Images embedded in the records are excluded; print everything else exactly as given.

· · ·

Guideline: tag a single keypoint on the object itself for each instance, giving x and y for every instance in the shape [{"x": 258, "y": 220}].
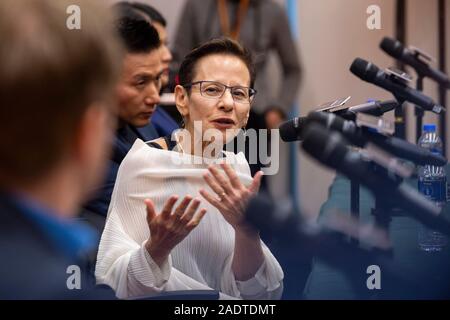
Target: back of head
[
  {"x": 135, "y": 29},
  {"x": 49, "y": 75}
]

· · ·

→ Output of the exercise
Guideline: tag a single keypoint on the object itself for each instance, giving x and y for every instance in the shape [{"x": 258, "y": 220}].
Target: back of head
[
  {"x": 135, "y": 29},
  {"x": 49, "y": 75}
]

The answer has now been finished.